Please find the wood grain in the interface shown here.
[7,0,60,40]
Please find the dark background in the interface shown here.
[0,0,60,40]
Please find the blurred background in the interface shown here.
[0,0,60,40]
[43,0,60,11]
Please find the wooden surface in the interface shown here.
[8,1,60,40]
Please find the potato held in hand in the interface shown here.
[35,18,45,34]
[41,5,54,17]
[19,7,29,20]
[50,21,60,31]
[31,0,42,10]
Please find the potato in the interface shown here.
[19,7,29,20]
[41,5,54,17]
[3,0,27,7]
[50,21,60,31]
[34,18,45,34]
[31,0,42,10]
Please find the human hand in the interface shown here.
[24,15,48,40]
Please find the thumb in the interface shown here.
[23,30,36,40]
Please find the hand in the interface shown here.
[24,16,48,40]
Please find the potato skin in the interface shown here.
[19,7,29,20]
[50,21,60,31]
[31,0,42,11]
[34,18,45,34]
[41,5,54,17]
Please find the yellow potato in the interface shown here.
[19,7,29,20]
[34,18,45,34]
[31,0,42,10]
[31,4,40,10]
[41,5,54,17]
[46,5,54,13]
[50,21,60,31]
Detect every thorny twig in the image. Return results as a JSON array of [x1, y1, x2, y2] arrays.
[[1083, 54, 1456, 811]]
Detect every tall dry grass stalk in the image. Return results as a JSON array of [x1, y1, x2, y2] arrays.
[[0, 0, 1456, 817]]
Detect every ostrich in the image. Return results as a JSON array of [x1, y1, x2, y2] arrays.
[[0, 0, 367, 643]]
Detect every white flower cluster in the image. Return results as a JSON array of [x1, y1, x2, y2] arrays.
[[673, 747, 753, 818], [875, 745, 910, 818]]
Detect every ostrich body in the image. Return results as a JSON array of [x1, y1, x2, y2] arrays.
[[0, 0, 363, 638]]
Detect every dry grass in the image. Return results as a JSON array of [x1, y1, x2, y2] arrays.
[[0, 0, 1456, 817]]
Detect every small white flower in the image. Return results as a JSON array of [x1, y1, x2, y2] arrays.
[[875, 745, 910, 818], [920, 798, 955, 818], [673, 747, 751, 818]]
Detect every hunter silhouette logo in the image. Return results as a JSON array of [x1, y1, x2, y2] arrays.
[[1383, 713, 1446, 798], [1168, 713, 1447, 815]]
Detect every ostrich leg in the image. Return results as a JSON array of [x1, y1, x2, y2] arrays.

###

### DO THIS:
Please gather every line of the data above that contains the word "white", copying each line in full. Match case exactly.

### THE ANSWER:
Detect every white flower cluster in the image. Return results as a JSON array of [x1, y1, x2, y2] arrays.
Detect every small white flower in the image. Return results as a JSON array of [x1, y1, x2, y2] arrays.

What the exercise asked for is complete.